### ACTIVITY
Reproduce verbatim the passage of the article below on Wu Kai's European Inventor Award that begins with the words "Wu Kai, the" and ends with "said Wu Kai.".

CATL’s chief scientist Wu Kai wins European Inventor Award 2023
Wu Kai and his team have won the highly recognised innovation prize for lowering the risk of car explosions caused by lithium-ion batteries.
Wu Kai, the chief scientist of CATL, and his team have been awarded the European Inventor Award 2023 for the ‘Non-EPO countries’ category for their contributions to lithium-ion battery safety. The award ceremony was held in Valencia, Spain earlier this month.
"It is a great honour to win such a prestigious award, which will shine a path forward to further innovation efforts for me and CATL. What is more, electric vehicles powered by our advanced and safe batteries are enabling more people to embrace a sustainable lifestyle, contributing to the global energy transition. I hope that more and more inventors will dedicate themselves to the e-mobility and energy transition so that together we can develop more innovations for the benefit of mankind,” said Wu Kai.
Launched by European Patent Office (EPO) in 2006, the European Inventor Award is a global, highly recognised innovation prize which celebrates the Tomorrow Shapers – inventors whose perseverance, ingenuity and creativity are paving the way to a brighter future. The ‘Non-EPO countries’ category recognises the work of outstanding inventors from outside the EPO's 39-member states who have been granted a European patent.

### MATERIAL SHOWN
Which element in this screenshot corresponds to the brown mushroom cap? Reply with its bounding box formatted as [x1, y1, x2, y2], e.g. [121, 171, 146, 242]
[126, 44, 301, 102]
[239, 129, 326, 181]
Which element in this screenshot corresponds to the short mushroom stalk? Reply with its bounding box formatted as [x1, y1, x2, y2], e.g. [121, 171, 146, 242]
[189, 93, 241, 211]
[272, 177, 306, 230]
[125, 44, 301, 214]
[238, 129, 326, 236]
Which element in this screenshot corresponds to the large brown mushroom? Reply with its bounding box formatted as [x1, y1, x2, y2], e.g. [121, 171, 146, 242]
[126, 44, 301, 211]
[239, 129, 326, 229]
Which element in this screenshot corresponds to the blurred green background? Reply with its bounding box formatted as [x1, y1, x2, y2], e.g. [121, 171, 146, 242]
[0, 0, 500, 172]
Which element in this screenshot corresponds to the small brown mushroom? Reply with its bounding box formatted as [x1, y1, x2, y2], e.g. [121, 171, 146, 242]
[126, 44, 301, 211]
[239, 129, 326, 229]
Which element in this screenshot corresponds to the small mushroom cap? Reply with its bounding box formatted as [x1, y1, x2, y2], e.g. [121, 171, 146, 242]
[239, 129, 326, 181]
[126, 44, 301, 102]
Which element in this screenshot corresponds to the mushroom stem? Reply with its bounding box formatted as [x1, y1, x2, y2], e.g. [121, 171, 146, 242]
* * *
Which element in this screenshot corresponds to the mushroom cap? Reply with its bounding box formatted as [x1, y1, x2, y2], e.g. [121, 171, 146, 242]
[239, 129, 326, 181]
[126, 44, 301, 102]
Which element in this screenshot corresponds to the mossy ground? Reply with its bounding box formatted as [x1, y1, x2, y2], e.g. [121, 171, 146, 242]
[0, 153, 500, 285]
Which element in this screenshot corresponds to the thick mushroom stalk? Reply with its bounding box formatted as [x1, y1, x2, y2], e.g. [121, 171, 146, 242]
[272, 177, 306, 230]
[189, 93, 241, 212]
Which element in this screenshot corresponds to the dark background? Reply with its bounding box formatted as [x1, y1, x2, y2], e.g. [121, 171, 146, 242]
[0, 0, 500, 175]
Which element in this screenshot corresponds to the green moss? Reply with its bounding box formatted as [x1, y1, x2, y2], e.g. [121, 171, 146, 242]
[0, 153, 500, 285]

### REPLY TO THE EXERCISE
Wu Kai, the chief scientist of CATL, and his team have been awarded the European Inventor Award 2023 for the ‘Non-EPO countries’ category for their contributions to lithium-ion battery safety. The award ceremony was held in Valencia, Spain earlier this month.
"It is a great honour to win such a prestigious award, which will shine a path forward to further innovation efforts for me and CATL. What is more, electric vehicles powered by our advanced and safe batteries are enabling more people to embrace a sustainable lifestyle, contributing to the global energy transition. I hope that more and more inventors will dedicate themselves to the e-mobility and energy transition so that together we can develop more innovations for the benefit of mankind,” said Wu Kai.